*WHAT YOU WILL DO*. Return every line of the listing below that contains the word "marking", matching case exactly.

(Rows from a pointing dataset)
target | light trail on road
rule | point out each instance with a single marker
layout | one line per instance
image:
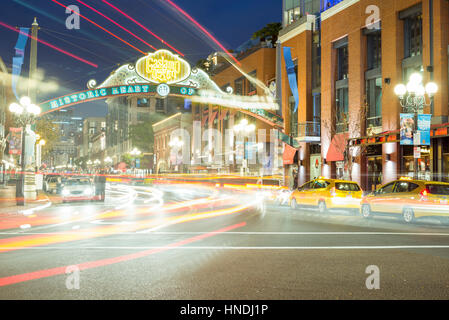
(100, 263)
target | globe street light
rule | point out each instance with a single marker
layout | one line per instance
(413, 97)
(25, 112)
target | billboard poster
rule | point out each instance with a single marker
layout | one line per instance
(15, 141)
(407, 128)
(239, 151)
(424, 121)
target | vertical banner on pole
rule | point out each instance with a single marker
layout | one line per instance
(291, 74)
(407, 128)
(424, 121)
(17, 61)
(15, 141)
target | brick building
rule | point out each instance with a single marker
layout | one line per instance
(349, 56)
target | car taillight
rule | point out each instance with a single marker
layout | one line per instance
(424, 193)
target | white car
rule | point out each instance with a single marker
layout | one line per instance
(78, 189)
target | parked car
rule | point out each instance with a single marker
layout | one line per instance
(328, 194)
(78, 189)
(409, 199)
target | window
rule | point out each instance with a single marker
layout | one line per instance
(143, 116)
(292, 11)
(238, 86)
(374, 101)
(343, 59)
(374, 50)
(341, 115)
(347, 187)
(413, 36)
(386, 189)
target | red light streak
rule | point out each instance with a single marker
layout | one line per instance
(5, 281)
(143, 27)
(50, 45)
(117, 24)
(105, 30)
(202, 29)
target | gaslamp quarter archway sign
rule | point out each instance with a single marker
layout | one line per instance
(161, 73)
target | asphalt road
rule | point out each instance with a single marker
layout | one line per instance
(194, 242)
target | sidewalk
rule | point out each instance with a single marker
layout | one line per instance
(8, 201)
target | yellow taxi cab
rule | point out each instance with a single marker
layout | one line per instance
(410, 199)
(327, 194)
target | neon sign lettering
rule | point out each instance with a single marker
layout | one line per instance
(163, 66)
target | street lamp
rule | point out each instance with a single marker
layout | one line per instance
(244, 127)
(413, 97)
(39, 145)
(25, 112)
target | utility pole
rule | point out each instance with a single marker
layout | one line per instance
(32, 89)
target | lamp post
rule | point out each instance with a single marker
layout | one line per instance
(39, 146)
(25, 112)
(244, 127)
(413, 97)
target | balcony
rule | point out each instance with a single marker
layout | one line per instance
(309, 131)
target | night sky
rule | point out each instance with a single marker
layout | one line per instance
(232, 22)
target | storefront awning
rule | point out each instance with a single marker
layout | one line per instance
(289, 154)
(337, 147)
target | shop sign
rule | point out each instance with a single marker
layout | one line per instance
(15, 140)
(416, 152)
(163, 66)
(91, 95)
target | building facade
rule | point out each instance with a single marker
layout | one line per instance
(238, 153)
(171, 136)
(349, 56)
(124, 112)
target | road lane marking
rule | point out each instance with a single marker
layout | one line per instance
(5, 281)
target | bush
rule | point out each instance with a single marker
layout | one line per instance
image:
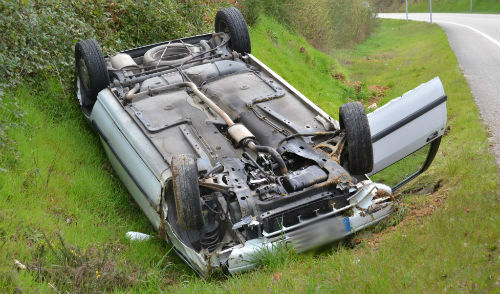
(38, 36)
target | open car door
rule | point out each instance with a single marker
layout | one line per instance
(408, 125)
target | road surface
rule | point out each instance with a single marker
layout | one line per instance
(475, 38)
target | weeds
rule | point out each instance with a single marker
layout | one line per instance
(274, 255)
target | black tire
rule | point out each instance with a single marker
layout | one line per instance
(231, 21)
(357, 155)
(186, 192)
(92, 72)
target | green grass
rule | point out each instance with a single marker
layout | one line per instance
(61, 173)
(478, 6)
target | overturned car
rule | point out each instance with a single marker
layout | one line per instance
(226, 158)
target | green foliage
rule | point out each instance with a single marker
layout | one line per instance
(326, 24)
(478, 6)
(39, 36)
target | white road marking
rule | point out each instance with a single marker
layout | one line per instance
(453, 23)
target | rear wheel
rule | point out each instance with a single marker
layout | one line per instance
---
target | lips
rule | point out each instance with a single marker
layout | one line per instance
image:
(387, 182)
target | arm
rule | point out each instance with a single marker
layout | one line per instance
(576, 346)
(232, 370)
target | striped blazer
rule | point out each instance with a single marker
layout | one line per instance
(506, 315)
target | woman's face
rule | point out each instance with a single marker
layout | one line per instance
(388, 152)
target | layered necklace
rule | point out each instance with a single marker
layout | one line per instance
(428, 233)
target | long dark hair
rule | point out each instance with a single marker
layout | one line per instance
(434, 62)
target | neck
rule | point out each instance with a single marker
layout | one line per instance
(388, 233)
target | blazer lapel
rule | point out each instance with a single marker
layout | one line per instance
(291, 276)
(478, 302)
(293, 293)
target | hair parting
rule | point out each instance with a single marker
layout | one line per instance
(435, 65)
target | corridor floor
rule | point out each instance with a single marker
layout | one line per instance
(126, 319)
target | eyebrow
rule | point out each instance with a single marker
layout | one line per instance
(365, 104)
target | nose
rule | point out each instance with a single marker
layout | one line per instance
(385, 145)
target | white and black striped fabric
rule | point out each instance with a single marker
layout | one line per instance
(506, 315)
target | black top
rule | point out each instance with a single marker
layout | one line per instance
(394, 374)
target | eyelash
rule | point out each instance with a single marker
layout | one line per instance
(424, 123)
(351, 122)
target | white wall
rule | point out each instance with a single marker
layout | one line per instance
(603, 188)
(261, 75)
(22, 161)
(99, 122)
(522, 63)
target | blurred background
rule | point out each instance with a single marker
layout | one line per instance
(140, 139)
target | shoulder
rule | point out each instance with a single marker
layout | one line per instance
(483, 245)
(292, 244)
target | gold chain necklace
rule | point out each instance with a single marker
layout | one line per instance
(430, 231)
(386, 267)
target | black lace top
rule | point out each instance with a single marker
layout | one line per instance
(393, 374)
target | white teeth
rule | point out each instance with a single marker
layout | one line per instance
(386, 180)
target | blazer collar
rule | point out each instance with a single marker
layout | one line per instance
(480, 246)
...
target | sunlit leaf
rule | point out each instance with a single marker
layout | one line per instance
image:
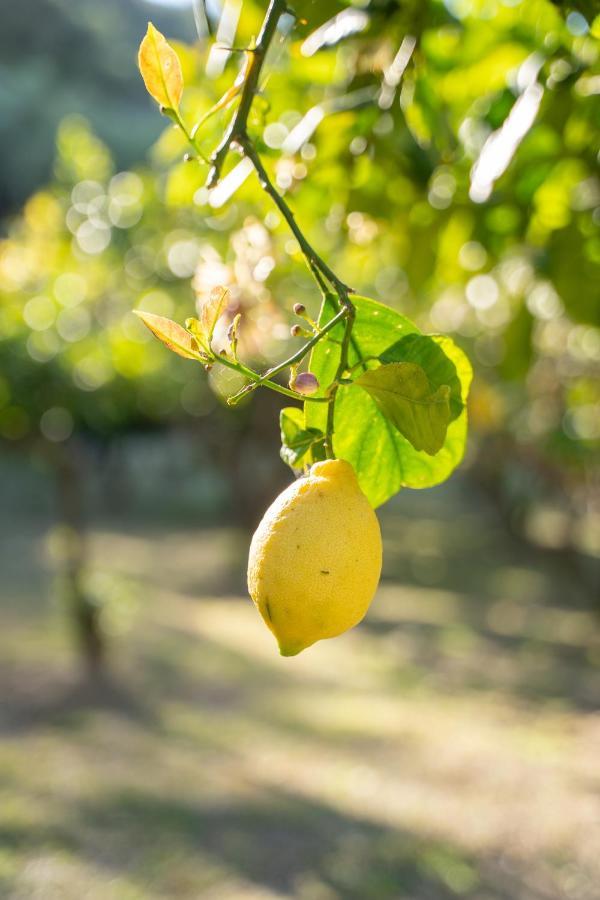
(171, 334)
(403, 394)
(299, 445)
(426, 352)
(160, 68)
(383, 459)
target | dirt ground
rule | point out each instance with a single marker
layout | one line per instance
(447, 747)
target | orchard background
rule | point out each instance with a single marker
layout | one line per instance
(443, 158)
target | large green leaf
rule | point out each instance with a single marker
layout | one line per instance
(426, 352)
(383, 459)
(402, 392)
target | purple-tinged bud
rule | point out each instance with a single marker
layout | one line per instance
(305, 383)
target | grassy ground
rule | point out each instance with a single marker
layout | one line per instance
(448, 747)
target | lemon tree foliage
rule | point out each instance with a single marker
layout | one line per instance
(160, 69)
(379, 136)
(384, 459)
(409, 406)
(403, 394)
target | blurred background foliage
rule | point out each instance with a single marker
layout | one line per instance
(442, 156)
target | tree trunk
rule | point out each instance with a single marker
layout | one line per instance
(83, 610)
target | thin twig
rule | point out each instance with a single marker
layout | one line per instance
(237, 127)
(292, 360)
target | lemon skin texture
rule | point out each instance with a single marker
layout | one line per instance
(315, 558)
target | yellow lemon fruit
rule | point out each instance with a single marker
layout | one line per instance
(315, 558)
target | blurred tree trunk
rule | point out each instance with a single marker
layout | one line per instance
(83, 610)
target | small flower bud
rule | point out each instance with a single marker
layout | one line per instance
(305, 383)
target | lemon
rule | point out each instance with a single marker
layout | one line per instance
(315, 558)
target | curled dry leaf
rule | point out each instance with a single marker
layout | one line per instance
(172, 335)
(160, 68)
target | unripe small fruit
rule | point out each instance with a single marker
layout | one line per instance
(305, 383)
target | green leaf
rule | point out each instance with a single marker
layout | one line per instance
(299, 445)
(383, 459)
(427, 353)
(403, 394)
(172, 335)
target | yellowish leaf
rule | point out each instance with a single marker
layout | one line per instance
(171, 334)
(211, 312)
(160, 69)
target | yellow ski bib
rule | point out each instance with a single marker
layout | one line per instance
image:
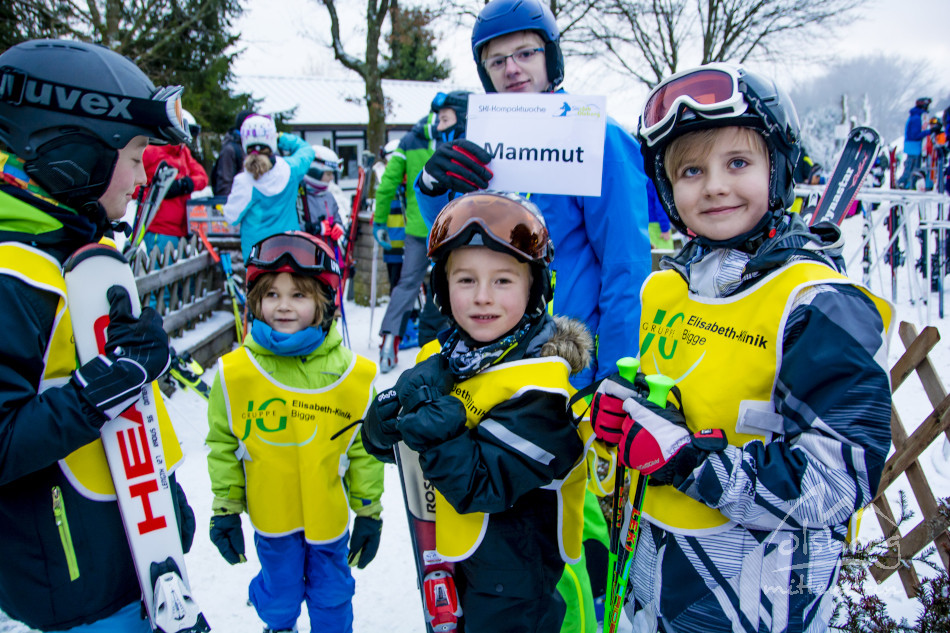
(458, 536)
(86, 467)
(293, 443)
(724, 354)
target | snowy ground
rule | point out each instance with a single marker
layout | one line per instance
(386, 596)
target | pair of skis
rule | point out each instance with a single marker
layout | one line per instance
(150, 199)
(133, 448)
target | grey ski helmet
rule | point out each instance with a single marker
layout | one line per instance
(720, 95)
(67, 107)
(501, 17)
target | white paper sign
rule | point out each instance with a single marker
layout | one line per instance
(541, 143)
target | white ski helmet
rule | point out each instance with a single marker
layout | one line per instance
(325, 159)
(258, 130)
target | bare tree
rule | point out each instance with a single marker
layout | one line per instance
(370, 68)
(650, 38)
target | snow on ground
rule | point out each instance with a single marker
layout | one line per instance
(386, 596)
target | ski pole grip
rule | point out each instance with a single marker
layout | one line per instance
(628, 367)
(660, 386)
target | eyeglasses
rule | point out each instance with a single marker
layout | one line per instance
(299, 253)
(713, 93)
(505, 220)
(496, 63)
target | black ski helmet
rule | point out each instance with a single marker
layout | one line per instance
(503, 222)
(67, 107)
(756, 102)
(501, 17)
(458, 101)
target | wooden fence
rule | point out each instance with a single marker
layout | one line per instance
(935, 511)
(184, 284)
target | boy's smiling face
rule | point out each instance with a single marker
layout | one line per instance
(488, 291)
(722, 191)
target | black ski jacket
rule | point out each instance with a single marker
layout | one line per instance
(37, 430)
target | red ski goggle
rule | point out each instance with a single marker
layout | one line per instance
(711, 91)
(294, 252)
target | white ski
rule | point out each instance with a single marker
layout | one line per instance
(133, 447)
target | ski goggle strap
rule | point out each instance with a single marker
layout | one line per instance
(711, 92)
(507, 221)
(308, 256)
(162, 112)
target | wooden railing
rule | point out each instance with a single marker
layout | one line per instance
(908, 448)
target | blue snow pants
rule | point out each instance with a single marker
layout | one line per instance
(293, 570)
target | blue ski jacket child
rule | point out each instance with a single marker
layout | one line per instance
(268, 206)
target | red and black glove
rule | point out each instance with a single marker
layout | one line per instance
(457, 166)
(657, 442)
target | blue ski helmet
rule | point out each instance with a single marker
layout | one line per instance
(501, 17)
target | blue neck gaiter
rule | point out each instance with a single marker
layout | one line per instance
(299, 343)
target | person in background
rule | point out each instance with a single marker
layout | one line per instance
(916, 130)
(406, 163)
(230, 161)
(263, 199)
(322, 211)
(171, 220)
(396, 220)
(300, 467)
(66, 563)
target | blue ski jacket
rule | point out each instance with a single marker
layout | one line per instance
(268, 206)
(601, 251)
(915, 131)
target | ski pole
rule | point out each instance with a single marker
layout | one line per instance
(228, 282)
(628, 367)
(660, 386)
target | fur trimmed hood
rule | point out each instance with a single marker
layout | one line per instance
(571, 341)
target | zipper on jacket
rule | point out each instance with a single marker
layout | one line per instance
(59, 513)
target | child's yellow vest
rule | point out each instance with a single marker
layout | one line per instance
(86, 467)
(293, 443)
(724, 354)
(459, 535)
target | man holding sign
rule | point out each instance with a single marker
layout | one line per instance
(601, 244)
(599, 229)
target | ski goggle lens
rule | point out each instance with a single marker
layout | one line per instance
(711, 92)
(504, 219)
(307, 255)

*SOLUTION*.
target | road lane marking
target | white road marking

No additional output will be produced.